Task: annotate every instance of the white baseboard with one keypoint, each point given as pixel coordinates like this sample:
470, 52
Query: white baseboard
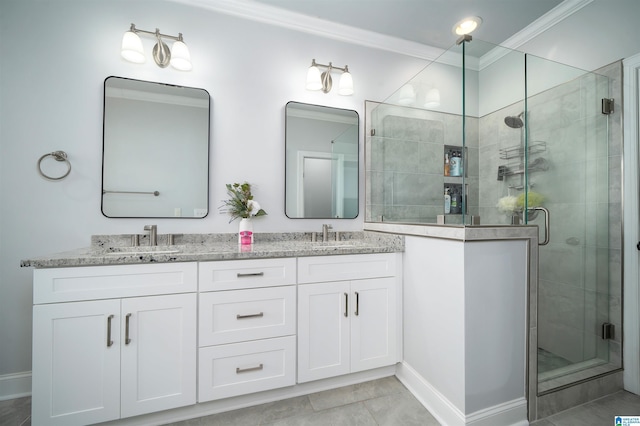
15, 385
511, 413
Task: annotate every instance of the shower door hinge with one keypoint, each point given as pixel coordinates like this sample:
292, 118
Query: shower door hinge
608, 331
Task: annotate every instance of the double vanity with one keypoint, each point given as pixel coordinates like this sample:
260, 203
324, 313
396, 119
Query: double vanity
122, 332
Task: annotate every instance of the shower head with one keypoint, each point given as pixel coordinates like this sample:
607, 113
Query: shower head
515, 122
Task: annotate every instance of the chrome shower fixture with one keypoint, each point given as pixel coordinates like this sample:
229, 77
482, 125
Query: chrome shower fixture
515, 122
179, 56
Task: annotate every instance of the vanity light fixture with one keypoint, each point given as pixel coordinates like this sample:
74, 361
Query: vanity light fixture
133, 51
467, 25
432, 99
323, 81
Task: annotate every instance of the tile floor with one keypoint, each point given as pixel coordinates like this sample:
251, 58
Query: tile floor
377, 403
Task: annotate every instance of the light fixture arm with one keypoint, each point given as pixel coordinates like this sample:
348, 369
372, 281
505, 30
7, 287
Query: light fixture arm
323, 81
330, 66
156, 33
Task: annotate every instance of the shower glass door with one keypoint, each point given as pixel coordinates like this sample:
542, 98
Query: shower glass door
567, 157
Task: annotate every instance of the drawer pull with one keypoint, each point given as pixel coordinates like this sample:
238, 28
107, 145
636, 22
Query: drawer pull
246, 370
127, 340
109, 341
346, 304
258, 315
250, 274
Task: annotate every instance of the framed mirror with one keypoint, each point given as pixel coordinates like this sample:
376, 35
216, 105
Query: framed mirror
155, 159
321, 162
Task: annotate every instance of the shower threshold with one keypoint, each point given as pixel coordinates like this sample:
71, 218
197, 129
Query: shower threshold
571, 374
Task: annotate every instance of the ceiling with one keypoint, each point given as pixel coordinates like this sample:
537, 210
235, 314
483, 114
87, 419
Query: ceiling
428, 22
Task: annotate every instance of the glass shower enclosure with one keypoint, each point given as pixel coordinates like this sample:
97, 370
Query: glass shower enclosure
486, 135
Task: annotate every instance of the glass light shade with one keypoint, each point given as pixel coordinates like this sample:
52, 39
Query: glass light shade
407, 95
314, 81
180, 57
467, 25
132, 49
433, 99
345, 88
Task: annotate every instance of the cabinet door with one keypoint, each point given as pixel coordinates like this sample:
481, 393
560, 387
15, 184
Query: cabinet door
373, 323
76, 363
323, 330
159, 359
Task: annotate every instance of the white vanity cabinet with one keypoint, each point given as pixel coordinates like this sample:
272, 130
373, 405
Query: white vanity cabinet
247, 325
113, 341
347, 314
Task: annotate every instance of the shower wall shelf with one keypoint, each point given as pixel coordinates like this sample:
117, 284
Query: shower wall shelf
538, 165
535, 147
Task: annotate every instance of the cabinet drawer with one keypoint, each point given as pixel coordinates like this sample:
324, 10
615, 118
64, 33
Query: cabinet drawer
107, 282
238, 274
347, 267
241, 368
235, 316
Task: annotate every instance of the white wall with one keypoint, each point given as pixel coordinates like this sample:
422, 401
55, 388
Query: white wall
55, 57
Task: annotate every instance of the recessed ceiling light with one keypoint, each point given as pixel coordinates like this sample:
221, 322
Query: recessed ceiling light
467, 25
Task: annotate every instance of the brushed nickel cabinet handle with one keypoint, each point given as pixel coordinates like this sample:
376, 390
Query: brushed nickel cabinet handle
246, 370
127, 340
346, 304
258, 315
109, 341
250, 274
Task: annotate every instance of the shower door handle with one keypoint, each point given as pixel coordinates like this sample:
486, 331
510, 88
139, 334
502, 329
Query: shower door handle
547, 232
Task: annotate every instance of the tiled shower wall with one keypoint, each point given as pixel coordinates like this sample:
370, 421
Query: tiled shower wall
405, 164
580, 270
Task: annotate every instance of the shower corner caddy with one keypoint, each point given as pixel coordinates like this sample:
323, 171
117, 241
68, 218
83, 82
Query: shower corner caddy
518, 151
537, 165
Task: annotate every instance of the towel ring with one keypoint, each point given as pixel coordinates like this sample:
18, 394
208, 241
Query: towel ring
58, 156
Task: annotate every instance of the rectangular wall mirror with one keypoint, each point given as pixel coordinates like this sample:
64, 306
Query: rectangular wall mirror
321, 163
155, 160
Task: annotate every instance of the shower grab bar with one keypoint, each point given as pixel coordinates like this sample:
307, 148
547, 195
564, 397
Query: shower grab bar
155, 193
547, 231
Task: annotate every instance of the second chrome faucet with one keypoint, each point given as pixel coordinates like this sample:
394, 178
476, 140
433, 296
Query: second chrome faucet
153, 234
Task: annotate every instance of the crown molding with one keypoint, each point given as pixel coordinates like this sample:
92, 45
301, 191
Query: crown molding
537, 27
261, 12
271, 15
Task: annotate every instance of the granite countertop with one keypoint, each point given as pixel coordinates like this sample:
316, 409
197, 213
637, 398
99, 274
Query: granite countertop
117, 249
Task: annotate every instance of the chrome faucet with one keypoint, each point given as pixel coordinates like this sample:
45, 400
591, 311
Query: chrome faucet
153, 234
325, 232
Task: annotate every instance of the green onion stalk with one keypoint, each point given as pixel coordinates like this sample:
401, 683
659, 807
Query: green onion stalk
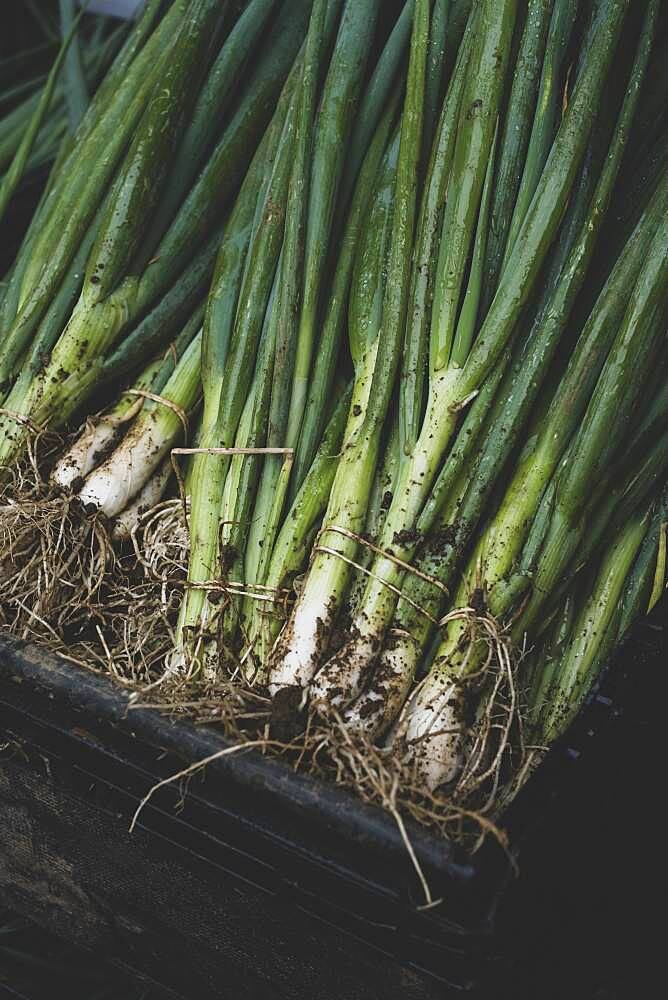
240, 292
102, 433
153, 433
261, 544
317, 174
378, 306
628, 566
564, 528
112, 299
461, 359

---

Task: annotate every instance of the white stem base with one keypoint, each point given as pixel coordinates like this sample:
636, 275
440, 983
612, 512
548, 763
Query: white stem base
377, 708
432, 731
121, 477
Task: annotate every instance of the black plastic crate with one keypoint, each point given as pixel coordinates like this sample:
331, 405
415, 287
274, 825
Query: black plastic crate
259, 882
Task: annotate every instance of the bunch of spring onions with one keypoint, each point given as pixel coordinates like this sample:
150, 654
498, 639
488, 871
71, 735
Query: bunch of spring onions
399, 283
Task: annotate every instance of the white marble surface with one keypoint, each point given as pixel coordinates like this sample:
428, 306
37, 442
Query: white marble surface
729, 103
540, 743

==

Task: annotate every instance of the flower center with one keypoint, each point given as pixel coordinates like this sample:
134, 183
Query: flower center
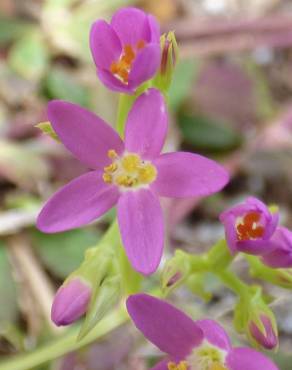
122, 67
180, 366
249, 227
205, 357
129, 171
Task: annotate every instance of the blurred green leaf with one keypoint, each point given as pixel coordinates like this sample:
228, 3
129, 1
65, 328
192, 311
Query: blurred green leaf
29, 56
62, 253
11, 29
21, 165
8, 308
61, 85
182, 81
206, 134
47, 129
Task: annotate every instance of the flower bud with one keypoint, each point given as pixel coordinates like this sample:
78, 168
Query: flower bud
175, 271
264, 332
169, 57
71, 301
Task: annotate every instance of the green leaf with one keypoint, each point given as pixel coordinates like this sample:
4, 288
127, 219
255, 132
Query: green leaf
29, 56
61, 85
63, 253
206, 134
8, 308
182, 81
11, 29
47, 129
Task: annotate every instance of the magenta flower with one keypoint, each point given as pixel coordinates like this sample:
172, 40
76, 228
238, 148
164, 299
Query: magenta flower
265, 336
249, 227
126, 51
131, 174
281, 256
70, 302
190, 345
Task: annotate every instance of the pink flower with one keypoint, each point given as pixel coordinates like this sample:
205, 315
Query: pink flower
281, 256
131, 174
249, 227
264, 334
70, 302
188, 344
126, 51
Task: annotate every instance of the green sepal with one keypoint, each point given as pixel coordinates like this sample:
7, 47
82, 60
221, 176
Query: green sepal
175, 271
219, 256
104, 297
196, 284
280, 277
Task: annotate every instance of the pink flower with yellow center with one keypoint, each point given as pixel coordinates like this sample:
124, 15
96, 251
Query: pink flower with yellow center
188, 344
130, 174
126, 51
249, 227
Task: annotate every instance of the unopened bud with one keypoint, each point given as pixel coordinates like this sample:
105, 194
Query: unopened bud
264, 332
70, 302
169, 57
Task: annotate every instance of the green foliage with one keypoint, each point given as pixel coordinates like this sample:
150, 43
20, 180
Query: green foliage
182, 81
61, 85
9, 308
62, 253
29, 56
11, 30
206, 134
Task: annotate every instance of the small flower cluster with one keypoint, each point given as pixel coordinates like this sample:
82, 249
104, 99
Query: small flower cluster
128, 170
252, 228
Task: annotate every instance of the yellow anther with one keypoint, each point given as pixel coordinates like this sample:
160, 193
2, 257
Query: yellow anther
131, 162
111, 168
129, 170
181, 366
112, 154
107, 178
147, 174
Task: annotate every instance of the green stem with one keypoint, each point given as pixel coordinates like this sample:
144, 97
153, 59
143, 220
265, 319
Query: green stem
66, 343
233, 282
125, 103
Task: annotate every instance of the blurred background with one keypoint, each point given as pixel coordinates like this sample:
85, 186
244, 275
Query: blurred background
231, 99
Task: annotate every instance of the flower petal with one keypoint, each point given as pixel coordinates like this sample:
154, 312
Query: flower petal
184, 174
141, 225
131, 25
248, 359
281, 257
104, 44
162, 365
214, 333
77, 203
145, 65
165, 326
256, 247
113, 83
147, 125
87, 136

Job: Identify every line in the data above that contains the string "grab" and copy each of those lines in full.

Output for this exercise:
Task: annotate every instance of the shower grab bar with one keypoint, each point given as pixel coordinates like this sample:
Query: shower grab bar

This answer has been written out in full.